→ What is needed
What follows is a block of records; reproduce all of it verbatim.

————————

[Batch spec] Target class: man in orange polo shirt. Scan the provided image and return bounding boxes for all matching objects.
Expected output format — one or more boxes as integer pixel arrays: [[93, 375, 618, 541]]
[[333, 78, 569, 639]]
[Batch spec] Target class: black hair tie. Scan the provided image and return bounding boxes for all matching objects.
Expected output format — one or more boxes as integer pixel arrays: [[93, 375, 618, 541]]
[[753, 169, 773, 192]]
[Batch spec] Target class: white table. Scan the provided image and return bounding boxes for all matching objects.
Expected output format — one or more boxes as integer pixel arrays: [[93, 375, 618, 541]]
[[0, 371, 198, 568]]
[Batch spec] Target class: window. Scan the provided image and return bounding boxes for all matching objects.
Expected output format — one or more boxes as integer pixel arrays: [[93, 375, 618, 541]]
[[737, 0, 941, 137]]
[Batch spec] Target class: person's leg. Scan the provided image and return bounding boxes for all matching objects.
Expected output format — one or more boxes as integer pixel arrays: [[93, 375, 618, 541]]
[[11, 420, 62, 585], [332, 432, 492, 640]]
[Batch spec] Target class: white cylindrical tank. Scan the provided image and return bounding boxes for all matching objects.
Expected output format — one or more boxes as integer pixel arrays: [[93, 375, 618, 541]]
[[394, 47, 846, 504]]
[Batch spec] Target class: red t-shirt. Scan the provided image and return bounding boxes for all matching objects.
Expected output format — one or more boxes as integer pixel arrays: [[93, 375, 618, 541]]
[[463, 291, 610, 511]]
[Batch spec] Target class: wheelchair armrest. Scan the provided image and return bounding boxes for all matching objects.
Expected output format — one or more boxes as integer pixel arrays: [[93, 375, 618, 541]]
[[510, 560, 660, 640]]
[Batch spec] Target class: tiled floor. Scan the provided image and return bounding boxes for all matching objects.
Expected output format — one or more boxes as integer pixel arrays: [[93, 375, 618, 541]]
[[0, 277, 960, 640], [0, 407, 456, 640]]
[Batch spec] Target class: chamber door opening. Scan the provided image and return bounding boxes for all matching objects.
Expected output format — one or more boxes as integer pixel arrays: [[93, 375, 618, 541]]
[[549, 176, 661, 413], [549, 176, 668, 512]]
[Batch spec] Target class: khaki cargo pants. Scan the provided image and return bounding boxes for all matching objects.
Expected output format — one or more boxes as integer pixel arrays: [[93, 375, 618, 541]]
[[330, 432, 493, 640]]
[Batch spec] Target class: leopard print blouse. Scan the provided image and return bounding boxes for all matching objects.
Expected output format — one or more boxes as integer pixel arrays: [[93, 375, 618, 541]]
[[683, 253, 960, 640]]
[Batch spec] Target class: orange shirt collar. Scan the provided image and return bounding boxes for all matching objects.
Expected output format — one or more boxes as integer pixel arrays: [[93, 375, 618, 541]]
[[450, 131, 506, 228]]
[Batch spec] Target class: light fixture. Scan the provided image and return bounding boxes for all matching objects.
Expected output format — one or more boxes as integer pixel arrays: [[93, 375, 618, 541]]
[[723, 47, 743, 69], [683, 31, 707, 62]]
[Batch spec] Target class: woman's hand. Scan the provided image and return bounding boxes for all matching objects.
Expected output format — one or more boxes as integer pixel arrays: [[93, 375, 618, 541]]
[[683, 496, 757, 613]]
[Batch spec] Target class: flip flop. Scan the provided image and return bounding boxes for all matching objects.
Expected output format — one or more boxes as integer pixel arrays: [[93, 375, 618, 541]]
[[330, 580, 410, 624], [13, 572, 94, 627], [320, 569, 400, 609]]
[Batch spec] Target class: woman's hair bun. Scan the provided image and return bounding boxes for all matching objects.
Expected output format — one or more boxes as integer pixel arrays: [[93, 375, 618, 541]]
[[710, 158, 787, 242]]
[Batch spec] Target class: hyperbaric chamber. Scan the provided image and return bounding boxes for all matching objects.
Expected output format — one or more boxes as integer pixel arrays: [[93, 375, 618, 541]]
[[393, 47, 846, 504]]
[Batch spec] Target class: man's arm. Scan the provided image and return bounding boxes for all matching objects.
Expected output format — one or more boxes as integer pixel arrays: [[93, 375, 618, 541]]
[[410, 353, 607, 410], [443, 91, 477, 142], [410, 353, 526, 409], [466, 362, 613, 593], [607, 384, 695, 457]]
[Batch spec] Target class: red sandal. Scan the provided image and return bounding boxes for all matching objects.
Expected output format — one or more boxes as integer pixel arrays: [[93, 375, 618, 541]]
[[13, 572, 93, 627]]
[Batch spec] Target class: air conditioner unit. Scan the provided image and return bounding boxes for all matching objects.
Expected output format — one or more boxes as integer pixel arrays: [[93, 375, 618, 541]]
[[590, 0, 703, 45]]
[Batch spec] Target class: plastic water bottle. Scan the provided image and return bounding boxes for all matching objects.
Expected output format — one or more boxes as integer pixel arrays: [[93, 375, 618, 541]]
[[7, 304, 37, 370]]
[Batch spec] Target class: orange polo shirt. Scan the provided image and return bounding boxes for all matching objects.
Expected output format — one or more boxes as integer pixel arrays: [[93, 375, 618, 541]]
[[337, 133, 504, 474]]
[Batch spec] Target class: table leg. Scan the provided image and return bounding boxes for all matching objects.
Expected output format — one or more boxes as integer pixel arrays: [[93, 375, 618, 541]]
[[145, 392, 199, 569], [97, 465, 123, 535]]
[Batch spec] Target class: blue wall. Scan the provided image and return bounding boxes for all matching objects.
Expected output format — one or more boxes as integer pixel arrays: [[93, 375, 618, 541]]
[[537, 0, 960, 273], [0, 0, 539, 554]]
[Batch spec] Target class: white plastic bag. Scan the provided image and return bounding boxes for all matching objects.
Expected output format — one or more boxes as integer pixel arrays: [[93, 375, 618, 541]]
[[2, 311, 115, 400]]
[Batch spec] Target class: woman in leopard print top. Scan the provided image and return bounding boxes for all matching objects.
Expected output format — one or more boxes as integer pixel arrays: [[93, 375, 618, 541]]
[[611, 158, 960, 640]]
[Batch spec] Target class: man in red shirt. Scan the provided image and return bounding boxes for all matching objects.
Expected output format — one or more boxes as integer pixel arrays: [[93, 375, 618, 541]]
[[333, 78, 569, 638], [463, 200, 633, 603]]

————————

→ Response to this task
[Batch spec] Target class: man in orange polo shirt. Scan the provided image and return bounding boxes for all matching objects.
Expected output format — one or more boxes as integer pixel arrays: [[93, 375, 618, 541]]
[[333, 78, 569, 639]]
[Batch spec] Target class: black hair tie. Scan the provided image and return bounding boxes for all matching objects.
Expected output format — one or more boxes as integer pixel arrays: [[93, 375, 618, 541]]
[[753, 169, 773, 192]]
[Batch spec] Target class: white table. Scan the provided image and return bounding boxes for all matching objects.
Expected output format — one or more boxes as integer pixel arrays: [[93, 375, 618, 541]]
[[0, 371, 198, 568]]
[Batch spec] Target class: window. Scan the provided image and return bounding boxes for all matching objects.
Expected output format — one or more boxes as integer pixel arrays: [[93, 375, 618, 541]]
[[737, 0, 941, 137]]
[Batch spec] Target class: person's leg. Scan the provided image and return bounding boxes for all matching objects.
Expected output format — one or more boxes as integer pixel arrays: [[93, 375, 618, 541]]
[[11, 420, 62, 585], [332, 432, 492, 640]]
[Batch spec] Target class: white cylindrical tank. Scan the provided image and return bounding boxes for all matching objects.
Expected output format — one or more boxes as integer pixel arrays: [[93, 375, 618, 541]]
[[394, 47, 846, 504]]
[Batch spec] Target class: red t-shirt. Scan the provided image and return bounding boxes for all matching objects.
Expected output format — one or more boxes as integer pixel arrays: [[93, 375, 618, 541]]
[[463, 291, 610, 511]]
[Batch spec] Target class: wheelchair armrest. Scan the provided image and return bounding boxes for all matching objects.
Expected output format — one or more boxes as integer pixel arrays: [[93, 375, 618, 541]]
[[510, 560, 660, 640]]
[Batch spec] Target class: tiled floor. Scan the provided image and return bounding boxes for all matching objects.
Expected output format — one or more boxes as integer pixel arrays: [[93, 375, 618, 541]]
[[0, 277, 960, 640], [0, 407, 456, 640]]
[Batch spec] Target class: chamber door opening. Scan the provided image and return bounding boxes for all matching objects.
Expected output format — one or more boxes as integer pixel arrays: [[93, 375, 618, 541]]
[[549, 176, 661, 413], [549, 176, 668, 512]]
[Batch spec] Target class: khaki cargo pants. Scan the provided image and return bounding boxes for all matching objects.
Expected output format — one or more boxes as integer pixel arrays: [[93, 375, 618, 541]]
[[330, 432, 493, 640]]
[Batch spec] Target class: leopard print blouse. Scan the provided image and return bounding boxes for all matching objects.
Expected output format — one or more boxes as integer pixel arrays: [[93, 375, 618, 541]]
[[683, 253, 960, 640]]
[Batch spec] Target class: orange shirt collar. Scan the provided image and return bounding boxes for all matching objects.
Expected output format — one or more boxes as integer pixel arrays: [[93, 375, 618, 541]]
[[450, 131, 506, 228]]
[Batch spec] Target class: light fixture. Scan the provided image and return bounding boxes for all matching objects.
Expected output format — one or more boxes as integer pixel arrays: [[93, 375, 618, 541]]
[[723, 47, 743, 69], [683, 31, 707, 62]]
[Batch spec] Target class: woman's hand. Scan the provided image and return bounding boxes for all matching objects.
Expected output format — one or more boxes as integer pixel arrays: [[93, 375, 618, 541]]
[[683, 496, 757, 613]]
[Batch spec] Target class: flip flop. Scan the provided image and return bounding boxes for all matching objects.
Expected output format — one or more boxes as integer pixel arrays: [[93, 375, 618, 541]]
[[330, 580, 410, 624], [13, 572, 94, 627], [320, 569, 400, 609]]
[Batch spec] Target class: woman's hair bun. Scan the provided image and return bounding boxes for all matching objects.
Expected output format — one or more boxes as integer pixel arrays: [[93, 375, 618, 541]]
[[710, 158, 787, 242]]
[Batch spec] Target class: hyperbaric chamber. Scan the provided image and return bounding boxes for all matching objects.
Expected output format — one or more boxes as integer pixel arrays: [[93, 375, 618, 541]]
[[393, 47, 846, 504]]
[Batch spec] Target class: man's arm. Scan the provided image and return bounding boxes for all matching objects.
Expected output format — one or more boxes as integer pixel arrays: [[93, 375, 618, 541]]
[[410, 353, 607, 410], [443, 91, 477, 142], [410, 353, 526, 409], [466, 362, 613, 593], [607, 384, 695, 457]]
[Batch spec] Target class: red sandal. Scan the provided image and return bounding boxes for all matching objects.
Expected output format — one or more boxes as integer pixel arrays: [[93, 375, 618, 541]]
[[13, 572, 93, 627]]
[Batch spec] Target class: air conditioner unit. Scan the provided image and return bounding boxes for all matching objects.
Expected output format — one or more boxes as integer pixel arrays: [[93, 375, 618, 541]]
[[590, 0, 703, 45]]
[Batch spec] Target class: plastic water bottle. Scan the provided image and return bounding boxes for all matching objects.
Expected output format — one or more boxes as integer pixel arrays: [[93, 375, 618, 541]]
[[7, 304, 37, 370]]
[Batch spec] Target class: orange polo shirt. Scan the provided image and return bounding boxes for all matching objects.
Expected output format — one or more boxes as integer pixel arrays: [[93, 375, 618, 541]]
[[337, 133, 504, 474]]
[Batch spec] Target class: table leg. Scan the provided image and return bounding boxes for all matching objects.
Expected output format — one or more boxes as integer pixel arrays: [[93, 375, 618, 541]]
[[145, 392, 199, 569], [97, 465, 123, 535]]
[Batch spec] Target class: blue wall. Scan the provided image and return bounding boxes for all matching objects.
Expected output format — one or more boxes as integer pixel arrays: [[93, 375, 618, 541]]
[[537, 0, 960, 273], [0, 0, 539, 554]]
[Batch spec] Target class: white plastic bag. Scan the provided image and return bounding boxes for all matching objects.
Expected output format — one or more boxes as integer pixel arrays: [[93, 375, 618, 541]]
[[2, 311, 115, 400]]
[Batch spec] Target class: woman in leopard print top. Scan the provided image and return bounding boxes for all matching objects.
Expected output format — one or more boxes as integer pixel arrays: [[93, 375, 618, 541]]
[[611, 158, 960, 640]]
[Batch spec] Target class: man in red shirt. Scan the provided image and return bounding boxes for all matching objects.
Expected output format — one or more boxes as integer pixel arrays: [[93, 375, 618, 541]]
[[333, 78, 569, 638], [463, 200, 633, 603]]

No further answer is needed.